START Excerpted passage

Second, we assessed whether segmentation improves by joint optimization. We built a pure segmentation CNN (SegNet) using the same architecture as \(\mathcal {F}_{\varvec{\varTheta }}\), optimized it with only \(\mathcal {L}_{seg}\) term. Segmentation performance was compared between SegNet (independent optimization) and the segmentation component of hybrid method (joint optimization), i.e., SegNet+Elastix vs Hybrid+Elastix. Segmentation accuracy was measured using the DC with reference segmentation (\(S^R\)). The consistency was evaluated by the spatial correspondence of the segmentations registered using Elastix, i.e., DC(\(S_t, S_s(\varvec{\mathcal {T}}^E)\)).

Implementation. The experiments of model training and evaluation were performed on an NVIDA 1080Ti GPU and an AMD 1920X CPU. CNN-based methods were implemented using Keras-2.2.0 with a Tensorflow-1.4.0 backend. Models were trained using the Adam optimizer with an initial learning rate of \(1e^{-4}\).

3.3 Results

The segmentation accuracy, consistency and reproducibility of the proposed hybrid method were significantly higher than those of the multistage pipelines (Table 1). The reproducibility of FA measures (\(\epsilon =2\%\)) was higher than that reported in the literature [11] (\(\epsilon =11\%\)), and higher than their tailored longitudinal version (\(\epsilon =5\%\)), in which tracts were jointly reconstructed from both test-retest images. Figure 2 shows example results of scans with an average performance of the proposed method. Although all three methods showed reasonable results, the overlap of the transformed and target segmentations (\(S_s(\varvec{\mathcal {T}})\), \(S_t\)) was visually more consistent for the hybrid method than for the multistage pipelines.

Table 1. Comparisons with the multistage pipelines. \(S^R\), reference segmentation. \(\kappa \), Cohen’s kappa coefficient. \(\epsilon \), scan-rescan error in FA measures. Bold font indicates a statistically significant improvement over the multistage pipelines (\(p<0.01\)).
Table 2. The added value of the hybrid method. Values in red cell indicate the mean ± SD of registration accuracy (DC(\(S^R_t, S^R_s(\varvec{\mathcal {T}})\))) for the registration component. Those in blue cell indicate segmentation accuracy and consistency (DC(\(S_t, S_s(\varvec{\mathcal {T}}^E)\))) for the segmentation component. Bold font indicates a statistically significant improvement over the other method within the colored group (\(p<0.01\)).
Fig. 2.
figure 2

Test results of the segmentation and registration. Colored structures indicate segmentations on the baseline (at 70 years old) and follow-up (26 months later) scans. The segmentation and FA image of the follow-up were transformed to the baseline. (Color figure online)

Table 2 shows that both the registration and segmentation components of the hybrid CNN benefit from the joint optimization. For the registration task (red), the jointly optimized registration component of the hybrid method yielded a significantly higher accuracy than the independently optimized RegNet on registering \(S^R\). Accordingly, for the segmentation task (blue), the jointly optimized segmentation component of the hybrid method yielded a significantly higher segmentation accuracy than the independently optimized SegNet.

4 Discussion and Conclusion

We propose a novel hybrid deep learning framework for integrated segmentation and deformable registration in a single fast procedure. The framework was evaluated on longitudinal white matter tracts analysis using a large-scale diffusion MRI dataset. We show that the hybrid method leads to significantly higher accuracy, consistency and reproducibility of segmentation than multistage pipelines, and was orders of magnitude faster. Also, concurrent segmentation of structures and spatial alignment of time-points enables direct and consistent quantification of brain changes. Therefore, we expect the proposed method can open a novel way to support clinical and epidemiological analyses on understanding brain imaging changes over time.

END Excerpted passage
START Supplied material

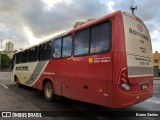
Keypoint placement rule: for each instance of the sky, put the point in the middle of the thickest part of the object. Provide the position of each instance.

END Supplied material

Copy the excerpt on hybrid segmentation and registration from "4 Discussion and" to "changes over time.", changing "multistage pipelines" to "multi-step pipelines" throughout that span.

Answer section:
4 Discussion and Conclusion

We propose a novel hybrid deep learning framework for integrated segmentation and deformable registration in a single fast procedure. The framework was evaluated on longitudinal white matter tracts analysis using a large-scale diffusion MRI dataset. We show that the hybrid method leads to significantly higher accuracy, consistency and reproducibility of segmentation than multi-step pipelines, and was orders of magnitude faster. Also, concurrent segmentation of structures and spatial alignment of time-points enables direct and consistent quantification of brain changes. Therefore, we expect the proposed method can open a novel way to support clinical and epidemiological analyses on understanding brain imaging changes over time.